What the exercise asks: Your task is to quote the records from their first line through the line containing "# mark the sloped", with nothing added or left out.

Dataset:
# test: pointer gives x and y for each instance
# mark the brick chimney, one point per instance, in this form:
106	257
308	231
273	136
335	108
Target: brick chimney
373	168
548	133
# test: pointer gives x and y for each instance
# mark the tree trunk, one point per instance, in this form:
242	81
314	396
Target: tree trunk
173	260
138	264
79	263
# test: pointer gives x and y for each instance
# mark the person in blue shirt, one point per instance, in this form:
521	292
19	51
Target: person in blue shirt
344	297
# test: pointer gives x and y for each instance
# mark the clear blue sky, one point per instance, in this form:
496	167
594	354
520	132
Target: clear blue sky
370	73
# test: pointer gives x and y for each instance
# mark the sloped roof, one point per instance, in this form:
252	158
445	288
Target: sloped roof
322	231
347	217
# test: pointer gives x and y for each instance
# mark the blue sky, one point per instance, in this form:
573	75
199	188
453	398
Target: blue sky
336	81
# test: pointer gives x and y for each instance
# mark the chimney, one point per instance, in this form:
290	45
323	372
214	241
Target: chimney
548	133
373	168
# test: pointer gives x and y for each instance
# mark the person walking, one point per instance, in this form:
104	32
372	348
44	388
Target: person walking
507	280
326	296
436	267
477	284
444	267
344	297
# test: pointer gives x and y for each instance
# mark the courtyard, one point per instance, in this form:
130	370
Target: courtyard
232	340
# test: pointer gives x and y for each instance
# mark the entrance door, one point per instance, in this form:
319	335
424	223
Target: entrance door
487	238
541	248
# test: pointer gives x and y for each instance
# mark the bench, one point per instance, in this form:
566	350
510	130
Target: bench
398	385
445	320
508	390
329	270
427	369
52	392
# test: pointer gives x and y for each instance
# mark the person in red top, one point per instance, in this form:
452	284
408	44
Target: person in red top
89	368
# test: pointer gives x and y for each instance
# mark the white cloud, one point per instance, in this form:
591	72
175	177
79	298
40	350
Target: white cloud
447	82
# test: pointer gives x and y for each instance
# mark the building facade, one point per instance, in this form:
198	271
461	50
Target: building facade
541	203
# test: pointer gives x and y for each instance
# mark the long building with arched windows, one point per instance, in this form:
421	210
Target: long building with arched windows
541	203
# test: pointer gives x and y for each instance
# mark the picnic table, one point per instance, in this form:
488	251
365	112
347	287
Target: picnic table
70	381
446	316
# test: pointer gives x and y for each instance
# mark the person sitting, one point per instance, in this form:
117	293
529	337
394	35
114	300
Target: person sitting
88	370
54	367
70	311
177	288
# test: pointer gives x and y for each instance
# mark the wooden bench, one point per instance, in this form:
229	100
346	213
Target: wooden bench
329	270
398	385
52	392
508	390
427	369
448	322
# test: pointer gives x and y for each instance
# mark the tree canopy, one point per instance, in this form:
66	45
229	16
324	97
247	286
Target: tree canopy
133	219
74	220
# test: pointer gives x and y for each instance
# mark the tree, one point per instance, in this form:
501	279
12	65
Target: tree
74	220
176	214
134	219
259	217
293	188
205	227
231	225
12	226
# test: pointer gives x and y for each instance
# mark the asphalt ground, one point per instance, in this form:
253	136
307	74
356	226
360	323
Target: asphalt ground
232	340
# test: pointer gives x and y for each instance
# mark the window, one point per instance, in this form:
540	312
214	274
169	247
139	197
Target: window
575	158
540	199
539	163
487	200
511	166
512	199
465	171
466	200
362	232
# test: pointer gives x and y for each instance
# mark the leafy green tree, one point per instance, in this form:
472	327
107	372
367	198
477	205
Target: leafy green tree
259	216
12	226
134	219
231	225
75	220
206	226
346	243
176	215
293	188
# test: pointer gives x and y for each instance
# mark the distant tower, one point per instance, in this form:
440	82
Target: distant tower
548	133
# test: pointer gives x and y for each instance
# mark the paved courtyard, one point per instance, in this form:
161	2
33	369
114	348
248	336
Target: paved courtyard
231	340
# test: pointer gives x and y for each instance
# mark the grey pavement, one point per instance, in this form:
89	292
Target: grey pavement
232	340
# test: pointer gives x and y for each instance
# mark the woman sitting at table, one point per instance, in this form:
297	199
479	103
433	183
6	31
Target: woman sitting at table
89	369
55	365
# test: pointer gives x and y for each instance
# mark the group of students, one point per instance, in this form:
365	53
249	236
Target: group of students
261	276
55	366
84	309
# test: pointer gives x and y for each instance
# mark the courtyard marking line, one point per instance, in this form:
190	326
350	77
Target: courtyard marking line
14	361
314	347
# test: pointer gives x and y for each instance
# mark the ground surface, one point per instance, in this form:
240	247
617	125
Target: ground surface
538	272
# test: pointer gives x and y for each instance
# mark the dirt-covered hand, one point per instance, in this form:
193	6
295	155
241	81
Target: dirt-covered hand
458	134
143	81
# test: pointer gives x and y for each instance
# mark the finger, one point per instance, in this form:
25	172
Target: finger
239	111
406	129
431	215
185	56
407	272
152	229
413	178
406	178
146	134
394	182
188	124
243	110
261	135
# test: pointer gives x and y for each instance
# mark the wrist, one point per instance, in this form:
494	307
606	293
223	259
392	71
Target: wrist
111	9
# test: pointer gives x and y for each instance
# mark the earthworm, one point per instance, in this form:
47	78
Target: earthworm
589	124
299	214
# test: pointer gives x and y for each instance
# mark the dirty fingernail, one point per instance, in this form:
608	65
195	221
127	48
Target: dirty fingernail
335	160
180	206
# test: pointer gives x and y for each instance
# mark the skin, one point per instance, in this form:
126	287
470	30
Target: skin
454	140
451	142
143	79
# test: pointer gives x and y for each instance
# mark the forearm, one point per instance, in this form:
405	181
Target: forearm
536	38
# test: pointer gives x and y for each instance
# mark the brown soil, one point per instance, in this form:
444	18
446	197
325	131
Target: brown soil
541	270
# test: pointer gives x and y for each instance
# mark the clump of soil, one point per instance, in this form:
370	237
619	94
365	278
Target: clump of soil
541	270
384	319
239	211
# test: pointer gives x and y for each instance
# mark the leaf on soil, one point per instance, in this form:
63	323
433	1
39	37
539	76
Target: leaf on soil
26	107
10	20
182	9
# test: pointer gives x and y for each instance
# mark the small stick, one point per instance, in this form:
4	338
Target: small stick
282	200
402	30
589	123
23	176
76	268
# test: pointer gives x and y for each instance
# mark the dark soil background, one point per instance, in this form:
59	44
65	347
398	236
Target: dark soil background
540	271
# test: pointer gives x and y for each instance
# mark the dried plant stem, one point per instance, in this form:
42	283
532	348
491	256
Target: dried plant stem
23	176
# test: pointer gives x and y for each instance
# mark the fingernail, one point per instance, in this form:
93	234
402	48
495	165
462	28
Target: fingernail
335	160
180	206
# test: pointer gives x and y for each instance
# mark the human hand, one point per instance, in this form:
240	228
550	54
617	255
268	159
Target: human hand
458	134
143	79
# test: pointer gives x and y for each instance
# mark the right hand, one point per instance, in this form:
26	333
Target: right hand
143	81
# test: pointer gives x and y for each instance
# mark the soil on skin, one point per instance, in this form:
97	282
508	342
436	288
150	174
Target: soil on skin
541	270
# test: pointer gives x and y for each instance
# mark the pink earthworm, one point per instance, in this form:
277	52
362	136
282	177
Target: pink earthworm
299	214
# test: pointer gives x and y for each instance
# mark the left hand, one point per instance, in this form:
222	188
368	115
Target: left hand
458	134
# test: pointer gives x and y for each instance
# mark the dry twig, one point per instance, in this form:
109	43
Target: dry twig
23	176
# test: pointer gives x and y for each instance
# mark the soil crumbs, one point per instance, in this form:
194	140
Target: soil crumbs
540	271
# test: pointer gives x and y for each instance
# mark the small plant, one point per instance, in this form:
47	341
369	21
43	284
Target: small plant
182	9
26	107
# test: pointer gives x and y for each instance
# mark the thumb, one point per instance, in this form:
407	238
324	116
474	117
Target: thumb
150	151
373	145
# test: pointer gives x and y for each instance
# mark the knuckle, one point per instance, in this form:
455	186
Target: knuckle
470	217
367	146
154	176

Solved exercise:
# test: pointer gives x and y for each instance
# mark the brick chimney, one point per instance, in this form:
106	257
308	231
273	136
335	108
Target: brick chimney
373	168
548	133
# test: pointer gives x and y for each instance
# mark the tree trunk, one point per instance, in this form:
242	81
314	396
Target: tree trunk
173	260
138	264
79	263
# test: pointer gives x and y for each instance
# mark the person in blue shirt, one point per instance, in this form:
521	292
19	51
Target: person in blue shirt
344	297
# test: pointer gives x and y for each instance
# mark the clear blue sky, one point per instance, in this form:
496	167
594	354
520	132
Target: clear blue sky
370	73
# test: pointer gives x and y for each instance
# mark the sloped roof, one point per instance, in this form:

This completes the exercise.